Оксана Афанасьева считает, что перелом к худшему в судьбе Высоцкого произошел в начале 1980 года: «Красного становилось намного меньше, и с каждым днем больше черного. Все было как бы без настроения, потому что жили в состоянии болезни и еще потому, что у меня умер папа… Вообще, все плохое началось с Нового года, 80-го. Во-первых, авария, в которую они с Янкловичем попали. Потом – картину ему зарубили, из театра он практически ушел, физическое состояние стало ухудшаться, количество наркотиков увеличиваться. Угнетала зависимость от них, от людей, которые их доставали…»
По ее словам, «самый последний год… Страшнее ничего быть не могло». Однако она отрицает, что Высоцкий ее бил, так же, впрочем, как отрицает это и Влади. Оксана настаивает: «Дело в том, что я выросла в творческой, богемной среде, где мужчины – мой отец, мои троюродные братья (мы жили в одной квартире) – были пьющими. Но не алкаши, которые у магазина на троих соображают, а респектабельная пьющая богема, с нормальной алкогольной зависимостью. Я знала, какими бывают алкоголики: папа мой, например, был очень агрессивным. Я его боялась и ненавидела в эти моменты. А Володя… Запой начинался с бокала шампанского, а потом… мы куда-то ехали, он рвался куда-то до тех пор, пока не упадет. Он был не агрессивным, по отношению ко мне – тем более. Я переживала и страдала, потому что мне было его безумно жалко. Страшно было за него, потому что была полная деградация, когда человек напивался до состояния животного. Куда там бить, он говорить-то не мог в таком состоянии. На это было страшно смотреть. С ним я оказалась в состоянии женщины, которая выносит этот запой и должна стараться помочь ему…
Меня было жалко моим друзьям. Я старалась помочь ему. А это значит – все время быть рядом. Потому что в это время он никому не был нужен. Человек нужен, когда он здоровый, веселый, богатый. А эта «пьяная» головная боль не нужна никому. Я не приносила себя в жертву. Просто по-другому быть не могло…
В свое время мне Володя сказал: «Если я когда-нибудь узнаю, что ты хоть раз попробовала, задушу собственными руками». Поэтому у меня было определенное отношение к этому. И Володя употреблял наркотики не потому, что он такой наркоман – наширялся и сидит хохочет, балдеет, – а просто чтобы нормально себя физически чувствовать.

[Выдержки из данных]
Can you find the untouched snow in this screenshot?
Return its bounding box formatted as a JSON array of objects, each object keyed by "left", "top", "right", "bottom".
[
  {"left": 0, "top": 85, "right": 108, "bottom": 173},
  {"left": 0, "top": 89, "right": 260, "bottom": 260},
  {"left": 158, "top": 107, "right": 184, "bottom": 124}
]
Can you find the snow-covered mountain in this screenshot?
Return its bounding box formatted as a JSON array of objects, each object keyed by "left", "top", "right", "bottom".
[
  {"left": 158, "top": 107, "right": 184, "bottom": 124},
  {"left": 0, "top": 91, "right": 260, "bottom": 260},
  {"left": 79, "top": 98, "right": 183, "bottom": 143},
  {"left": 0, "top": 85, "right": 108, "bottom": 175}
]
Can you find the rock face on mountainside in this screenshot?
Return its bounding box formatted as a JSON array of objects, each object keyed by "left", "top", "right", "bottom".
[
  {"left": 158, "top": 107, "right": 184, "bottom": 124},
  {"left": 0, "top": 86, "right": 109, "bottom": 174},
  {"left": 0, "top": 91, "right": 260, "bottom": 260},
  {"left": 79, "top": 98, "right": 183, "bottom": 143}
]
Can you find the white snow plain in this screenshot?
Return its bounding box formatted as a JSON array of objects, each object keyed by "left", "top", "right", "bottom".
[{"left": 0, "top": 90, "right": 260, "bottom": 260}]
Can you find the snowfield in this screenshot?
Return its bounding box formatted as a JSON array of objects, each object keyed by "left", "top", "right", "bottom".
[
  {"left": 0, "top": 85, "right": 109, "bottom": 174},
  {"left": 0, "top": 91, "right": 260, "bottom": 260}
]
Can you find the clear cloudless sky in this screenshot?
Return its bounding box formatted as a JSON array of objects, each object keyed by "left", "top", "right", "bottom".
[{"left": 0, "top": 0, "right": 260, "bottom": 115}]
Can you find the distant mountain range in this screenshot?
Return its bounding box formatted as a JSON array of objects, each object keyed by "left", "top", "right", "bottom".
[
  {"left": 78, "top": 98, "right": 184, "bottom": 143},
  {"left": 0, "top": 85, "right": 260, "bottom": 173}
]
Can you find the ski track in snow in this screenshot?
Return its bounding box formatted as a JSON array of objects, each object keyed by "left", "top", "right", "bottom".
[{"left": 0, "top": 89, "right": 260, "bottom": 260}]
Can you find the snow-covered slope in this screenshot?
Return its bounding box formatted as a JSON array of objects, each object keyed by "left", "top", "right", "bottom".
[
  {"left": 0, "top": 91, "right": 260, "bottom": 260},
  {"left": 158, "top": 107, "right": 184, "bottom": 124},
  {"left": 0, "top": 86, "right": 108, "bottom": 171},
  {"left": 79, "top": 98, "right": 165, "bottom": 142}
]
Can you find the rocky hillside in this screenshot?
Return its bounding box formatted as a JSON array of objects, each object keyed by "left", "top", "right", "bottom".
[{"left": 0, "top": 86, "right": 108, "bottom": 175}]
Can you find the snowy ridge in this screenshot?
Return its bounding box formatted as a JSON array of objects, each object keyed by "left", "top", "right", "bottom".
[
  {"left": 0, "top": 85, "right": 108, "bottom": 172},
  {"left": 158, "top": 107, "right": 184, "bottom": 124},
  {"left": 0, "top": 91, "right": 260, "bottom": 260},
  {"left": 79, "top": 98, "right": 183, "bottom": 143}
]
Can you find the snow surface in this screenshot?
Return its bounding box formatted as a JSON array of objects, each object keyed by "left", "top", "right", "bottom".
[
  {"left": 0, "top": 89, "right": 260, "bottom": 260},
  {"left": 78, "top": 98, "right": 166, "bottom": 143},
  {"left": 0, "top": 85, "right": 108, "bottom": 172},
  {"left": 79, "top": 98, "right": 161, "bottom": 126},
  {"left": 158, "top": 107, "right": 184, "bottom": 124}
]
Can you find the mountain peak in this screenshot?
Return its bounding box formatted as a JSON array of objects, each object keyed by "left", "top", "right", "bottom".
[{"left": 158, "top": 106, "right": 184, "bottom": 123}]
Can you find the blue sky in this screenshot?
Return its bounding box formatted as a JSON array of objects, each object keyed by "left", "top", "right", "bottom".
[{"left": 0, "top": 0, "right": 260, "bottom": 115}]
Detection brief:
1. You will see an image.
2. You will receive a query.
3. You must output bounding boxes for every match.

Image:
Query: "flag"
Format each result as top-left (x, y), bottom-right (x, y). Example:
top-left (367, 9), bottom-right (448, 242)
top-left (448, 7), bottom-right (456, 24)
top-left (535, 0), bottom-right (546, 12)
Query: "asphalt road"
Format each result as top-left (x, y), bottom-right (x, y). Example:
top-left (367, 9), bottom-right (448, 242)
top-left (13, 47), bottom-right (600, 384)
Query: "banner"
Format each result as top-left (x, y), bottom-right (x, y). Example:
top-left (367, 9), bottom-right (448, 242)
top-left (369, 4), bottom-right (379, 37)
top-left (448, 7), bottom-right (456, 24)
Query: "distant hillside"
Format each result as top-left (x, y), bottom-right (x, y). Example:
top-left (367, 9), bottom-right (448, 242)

*ЧТО НУЖНО СДЕЛАТЬ*.
(1) Ответьте на вопросы по тексту о Высоцком:
(a) С какого момента, по словам Оксаны Афанасьевой, началось все плохое?
(b) С чего начинался запой?
(c) Ради чего, по ее словам, Володя употреблял наркотики?
(2) Допишите следующую часть текста о Высоцком, начав сразу после его последнего предложения.

*ОТВЕТЫ К ЗАДАНИЯМ*.
(1)
(a) С Нового года, 80-го.
(b) С бокала шампанского.
(c) Чтобы нормально себя физически чувствовать.

(2)
В течение двух лет я видела, как дозы увеличивались. Сначала это было после спектакля, чтобы восстановиться. Я помню, что после «Гамлета» он не мог долго уснуть, ему было плохо. И он делал себе укол. «А что это ты себе колешь?» – спрашивала я. «Это витамины». Однажды эту ампулу я выудила из помойки и узнала, что это был промедол. Потом был и мартин, анапол – медицинские наркотики…
Он просто лучше себя чувствовал. Вот он сидит, абсолютно никакой, ему плохо, но делает укол и – нормальный, живет полноценной жизнью. Он так хотел соскочить с иглы. «Я так от этого устал», – говорил. Отчего он умер? Он хотел соскочить, а легально нельзя было лечиться. Людей, которые ему доставали наркотики, он подставить не мог. Он и в Италии лежал, и во Франции. Не получилось. У него даже был план уехать со мной на прииски, к Вадиму Туманову в домик. Какой бы, я думаю, это был ужас: Володя со мной в тайге, со своей ломкой, и, если бы он умер там, я не знаю, что было бы. Кошмар. Не было же никаких мобильных телефонов…»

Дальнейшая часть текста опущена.